**Document**
________

The attitiudes on that forum is nothing in comparison to on here! everyone is always very friendly on there, perhaps by starting off new threads on there saying that your mum didnt help or support you with anything and by forcing your hogs to eat fish based cat food didnt help.... Im just rather shocked you can say that people such as myself have been critising you when I have been talking to you on there, facebook and msn. 

The advice that was posted this morning with regards to the little hogs foot was not having a go at you, Faith was just concerned and wanted to check the animal was ok.


----------



## quilson_mc_spike (Dec 27, 2008)

Amyboo said:


> how can you say that?
> 
> they were all thinking about your education and the welfare of the animals, Im a student with other animals and commitments and I know I couldnt afford to even attempt to breed mine so their point was that *a young person such as yourself may not have the resources to care/breed and rear these. *
> 
> ...


to start...

how could you put into consideration my personal financial life? for all the people on there knew i could be a millionaire or i could be living in the streets or what ever...

but how can you concider that and my age put together thats like me saying : "oh i cant afford the dog because im only a schoolboy that has no money... but im going looking at a breeders litter tonight"

if i wasnt financial enough i wouldnt have the hogs in the first place as they do cost a fair amount of money ...

as for the second highlited section

infact no im not gunna comment as im just getting to agrovated 

ps did i name you or faith or anybody no i meant that they wernt as nice a comment as i would like but i wasnt complaining as much as others - its an open forum i am going to expect mixed replies ... 


:censor::censor:


----------



## xXFooFooLaFluffXx (Aug 4, 2007)

ive had bad experiences with every species specific forum so i dont go on them. i think this forum is definately less bitchy than the other forums, sometimes i feel with species specific forums its their way or the highway which i dont think is right, there are lots of different ways of doing things, and just cos you do something that goes against the grain but works and still has your animals best interest at heart doesnt make you a bad keeper, though i think some people make you feel like you are just cos they disagree with something. There isnt a clear cut rule for doing things with ANY animal, ive definately found that out


----------



## quilson_mc_spike (Dec 27, 2008)

________

**Short task A**
In the forum thread, why did Faith post the advice about the little hog's foot?

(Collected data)
________

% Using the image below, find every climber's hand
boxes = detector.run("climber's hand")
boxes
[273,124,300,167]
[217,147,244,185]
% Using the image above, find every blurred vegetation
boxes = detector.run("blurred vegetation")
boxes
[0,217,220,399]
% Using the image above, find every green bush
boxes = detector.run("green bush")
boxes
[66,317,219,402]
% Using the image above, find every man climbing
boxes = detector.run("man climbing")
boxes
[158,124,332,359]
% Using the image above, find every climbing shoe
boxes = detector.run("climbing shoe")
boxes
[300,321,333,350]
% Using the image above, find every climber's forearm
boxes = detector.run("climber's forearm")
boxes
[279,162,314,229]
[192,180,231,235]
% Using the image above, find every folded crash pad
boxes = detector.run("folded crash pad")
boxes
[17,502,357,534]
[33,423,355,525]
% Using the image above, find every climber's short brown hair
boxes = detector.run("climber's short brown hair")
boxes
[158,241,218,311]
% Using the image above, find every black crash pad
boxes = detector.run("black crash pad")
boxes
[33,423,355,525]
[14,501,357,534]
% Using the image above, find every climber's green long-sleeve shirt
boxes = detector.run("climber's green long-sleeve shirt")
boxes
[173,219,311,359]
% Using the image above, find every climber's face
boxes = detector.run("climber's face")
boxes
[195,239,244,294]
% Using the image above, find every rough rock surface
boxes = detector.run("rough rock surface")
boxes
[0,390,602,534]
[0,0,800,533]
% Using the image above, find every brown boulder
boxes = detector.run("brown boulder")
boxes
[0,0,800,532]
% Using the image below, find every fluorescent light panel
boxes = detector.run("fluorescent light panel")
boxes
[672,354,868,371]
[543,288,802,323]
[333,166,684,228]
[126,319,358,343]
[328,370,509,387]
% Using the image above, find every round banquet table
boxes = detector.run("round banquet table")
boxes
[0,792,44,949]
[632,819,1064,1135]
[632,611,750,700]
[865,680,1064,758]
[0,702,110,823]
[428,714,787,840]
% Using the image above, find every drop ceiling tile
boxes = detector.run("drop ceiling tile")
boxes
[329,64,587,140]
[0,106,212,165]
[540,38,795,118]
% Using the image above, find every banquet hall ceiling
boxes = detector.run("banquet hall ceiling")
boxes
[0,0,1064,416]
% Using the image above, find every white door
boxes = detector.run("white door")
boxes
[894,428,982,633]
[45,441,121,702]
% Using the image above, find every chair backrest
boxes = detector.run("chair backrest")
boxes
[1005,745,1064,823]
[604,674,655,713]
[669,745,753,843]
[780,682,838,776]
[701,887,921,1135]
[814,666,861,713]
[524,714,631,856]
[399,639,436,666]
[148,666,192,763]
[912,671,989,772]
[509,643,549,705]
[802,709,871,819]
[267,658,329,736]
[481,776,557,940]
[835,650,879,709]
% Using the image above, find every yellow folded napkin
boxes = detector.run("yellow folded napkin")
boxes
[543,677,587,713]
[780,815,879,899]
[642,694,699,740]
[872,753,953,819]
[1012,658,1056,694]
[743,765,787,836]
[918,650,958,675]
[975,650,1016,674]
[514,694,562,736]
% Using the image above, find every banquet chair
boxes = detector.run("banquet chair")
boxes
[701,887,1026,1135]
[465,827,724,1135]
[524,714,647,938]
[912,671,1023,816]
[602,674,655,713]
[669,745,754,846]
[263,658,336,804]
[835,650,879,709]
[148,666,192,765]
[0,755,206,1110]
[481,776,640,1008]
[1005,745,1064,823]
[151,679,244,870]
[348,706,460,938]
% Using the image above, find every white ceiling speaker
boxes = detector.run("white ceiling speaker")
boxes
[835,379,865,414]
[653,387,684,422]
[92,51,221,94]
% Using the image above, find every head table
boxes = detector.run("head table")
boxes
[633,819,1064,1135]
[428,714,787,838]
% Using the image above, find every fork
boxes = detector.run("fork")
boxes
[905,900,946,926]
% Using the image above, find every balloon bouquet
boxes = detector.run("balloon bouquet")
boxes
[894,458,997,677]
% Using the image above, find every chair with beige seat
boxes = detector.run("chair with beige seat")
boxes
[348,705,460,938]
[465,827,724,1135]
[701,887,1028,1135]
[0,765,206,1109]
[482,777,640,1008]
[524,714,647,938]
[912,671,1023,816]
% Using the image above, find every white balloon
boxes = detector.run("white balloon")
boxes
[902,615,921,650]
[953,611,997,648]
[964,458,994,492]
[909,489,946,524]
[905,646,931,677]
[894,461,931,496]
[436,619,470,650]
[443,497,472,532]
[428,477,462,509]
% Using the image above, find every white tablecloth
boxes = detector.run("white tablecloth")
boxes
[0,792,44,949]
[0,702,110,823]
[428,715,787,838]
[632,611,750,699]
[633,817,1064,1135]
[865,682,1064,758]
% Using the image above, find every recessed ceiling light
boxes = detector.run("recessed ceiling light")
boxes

________

**Short task B**
How many lines in the rows above contain the word "beige"? Count them with case mattering, and give only the number.

**Written answer A**
Faith was concerned and wanted to check the animal was OK.

**Written answer B**
2